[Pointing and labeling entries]
** begin **
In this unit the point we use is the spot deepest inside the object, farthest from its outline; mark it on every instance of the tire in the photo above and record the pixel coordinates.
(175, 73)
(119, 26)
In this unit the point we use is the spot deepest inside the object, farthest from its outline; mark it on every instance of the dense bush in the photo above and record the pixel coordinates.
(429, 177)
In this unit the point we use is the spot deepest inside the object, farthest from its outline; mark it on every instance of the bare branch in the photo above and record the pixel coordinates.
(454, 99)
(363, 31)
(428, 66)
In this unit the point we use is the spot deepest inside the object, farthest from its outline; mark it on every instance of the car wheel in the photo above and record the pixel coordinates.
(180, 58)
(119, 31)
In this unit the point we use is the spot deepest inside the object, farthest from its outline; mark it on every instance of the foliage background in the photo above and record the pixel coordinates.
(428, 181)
** end **
Given task:
Express all of the entries above as a two-column CSV with the header row input,output. Each entry gets one row, with its text under input and its answer under output, each in a double-quoted field with line breaks replaced by spaces.

Output of the task:
input,output
"In this unit the point we use is the spot deepest inside the object, farthest from its outline; mark it on every instance of the tire in the photo above and record the pixel coordinates.","(175, 73) (119, 26)"
"In this unit the point we use is the spot deepest inside the object, farthest from its outline; mark it on every instance of the dense bush in the photo above and record the pixel coordinates.","(429, 177)"
"In this unit the point we use is the spot deepest inside the object, farthest from its outline; mark it on every instance of the bare branch in the photo above and record the pixel coordinates.","(454, 99) (363, 31) (428, 66)"
"In this unit the point we use is the spot deepest inside the object, farthest from its outline; mark it on every instance of the car wheel in the photo above and record the pixel coordinates.","(180, 58) (119, 31)"
"In this unit the point we use is the spot deepest inside the object, farthest from its outline; mark it on every instance of the foliage background in the photo above and record the pixel coordinates.","(428, 181)"